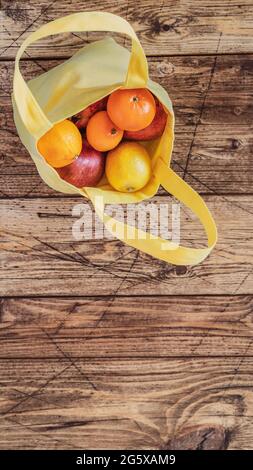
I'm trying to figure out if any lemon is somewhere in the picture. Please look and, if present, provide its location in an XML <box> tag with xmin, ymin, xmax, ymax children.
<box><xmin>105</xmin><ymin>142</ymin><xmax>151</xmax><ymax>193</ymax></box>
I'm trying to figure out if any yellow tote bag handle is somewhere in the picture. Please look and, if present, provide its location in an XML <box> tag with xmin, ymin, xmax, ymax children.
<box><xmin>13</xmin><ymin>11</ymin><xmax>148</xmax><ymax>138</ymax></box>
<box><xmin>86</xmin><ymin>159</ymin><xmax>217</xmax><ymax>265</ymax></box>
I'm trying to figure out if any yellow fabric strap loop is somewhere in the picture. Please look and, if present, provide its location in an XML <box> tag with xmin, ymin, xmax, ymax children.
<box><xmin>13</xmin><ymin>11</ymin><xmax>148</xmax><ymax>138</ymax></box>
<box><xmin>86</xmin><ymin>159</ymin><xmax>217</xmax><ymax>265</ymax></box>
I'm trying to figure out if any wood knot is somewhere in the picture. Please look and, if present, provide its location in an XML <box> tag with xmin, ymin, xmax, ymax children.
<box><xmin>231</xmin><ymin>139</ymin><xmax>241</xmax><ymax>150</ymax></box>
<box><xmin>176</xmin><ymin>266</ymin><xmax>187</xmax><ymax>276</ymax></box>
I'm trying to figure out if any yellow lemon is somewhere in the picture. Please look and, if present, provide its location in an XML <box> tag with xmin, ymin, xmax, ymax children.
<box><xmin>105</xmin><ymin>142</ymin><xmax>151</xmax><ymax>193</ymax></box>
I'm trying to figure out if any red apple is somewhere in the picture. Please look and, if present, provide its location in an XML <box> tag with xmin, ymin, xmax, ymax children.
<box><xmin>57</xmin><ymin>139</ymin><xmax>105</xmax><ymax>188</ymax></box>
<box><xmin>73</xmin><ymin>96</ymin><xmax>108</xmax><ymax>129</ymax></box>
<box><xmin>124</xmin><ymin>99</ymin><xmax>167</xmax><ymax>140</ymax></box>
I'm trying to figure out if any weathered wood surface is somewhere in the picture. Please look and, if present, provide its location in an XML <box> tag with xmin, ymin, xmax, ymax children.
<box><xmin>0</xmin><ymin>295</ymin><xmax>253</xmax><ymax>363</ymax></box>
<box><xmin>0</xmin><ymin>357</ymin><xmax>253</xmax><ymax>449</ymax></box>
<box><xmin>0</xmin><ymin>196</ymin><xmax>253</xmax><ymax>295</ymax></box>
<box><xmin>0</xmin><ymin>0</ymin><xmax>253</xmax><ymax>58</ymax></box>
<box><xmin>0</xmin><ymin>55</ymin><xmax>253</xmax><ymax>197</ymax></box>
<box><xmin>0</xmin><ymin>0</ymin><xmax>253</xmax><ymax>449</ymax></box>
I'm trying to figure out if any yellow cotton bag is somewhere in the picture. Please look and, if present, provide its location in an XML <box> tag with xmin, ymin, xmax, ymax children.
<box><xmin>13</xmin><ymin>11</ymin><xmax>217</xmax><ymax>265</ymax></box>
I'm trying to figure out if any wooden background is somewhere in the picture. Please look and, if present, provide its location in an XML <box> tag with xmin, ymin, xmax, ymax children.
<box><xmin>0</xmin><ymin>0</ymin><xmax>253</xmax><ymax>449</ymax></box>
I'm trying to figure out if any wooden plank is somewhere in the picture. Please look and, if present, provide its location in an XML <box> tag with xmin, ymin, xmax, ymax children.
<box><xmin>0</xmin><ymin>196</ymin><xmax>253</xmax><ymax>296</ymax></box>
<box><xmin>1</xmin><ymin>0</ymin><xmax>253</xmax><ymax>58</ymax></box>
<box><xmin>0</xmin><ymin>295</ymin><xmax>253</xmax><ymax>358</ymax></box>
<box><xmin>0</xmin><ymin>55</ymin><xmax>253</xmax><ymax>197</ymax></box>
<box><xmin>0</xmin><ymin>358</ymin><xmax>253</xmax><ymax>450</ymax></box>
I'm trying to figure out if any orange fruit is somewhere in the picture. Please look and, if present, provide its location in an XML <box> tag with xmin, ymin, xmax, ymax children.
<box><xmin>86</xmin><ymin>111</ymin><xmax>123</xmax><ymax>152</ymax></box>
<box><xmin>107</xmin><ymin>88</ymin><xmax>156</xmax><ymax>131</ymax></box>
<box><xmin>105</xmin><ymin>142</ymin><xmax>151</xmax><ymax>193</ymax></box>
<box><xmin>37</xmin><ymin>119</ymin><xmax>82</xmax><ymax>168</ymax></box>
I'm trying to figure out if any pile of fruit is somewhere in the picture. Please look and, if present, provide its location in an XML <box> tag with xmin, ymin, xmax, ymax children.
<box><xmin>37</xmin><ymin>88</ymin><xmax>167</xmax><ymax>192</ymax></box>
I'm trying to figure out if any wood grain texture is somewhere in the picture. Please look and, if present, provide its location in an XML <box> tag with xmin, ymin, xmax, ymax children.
++++++++
→ **Objetivo**
Selecione todas as linhas dos registros acima que contêm a palavra "fruit", diferenciando maiúsculas de minúsculas.

→ **Resposta completa**
I'm trying to figure out if any orange fruit is somewhere in the picture. Please look and, if present, provide its location in an XML <box> tag with xmin, ymin, xmax, ymax children.
I'm trying to figure out if any pile of fruit is somewhere in the picture. Please look and, if present, provide its location in an XML <box> tag with xmin, ymin, xmax, ymax children.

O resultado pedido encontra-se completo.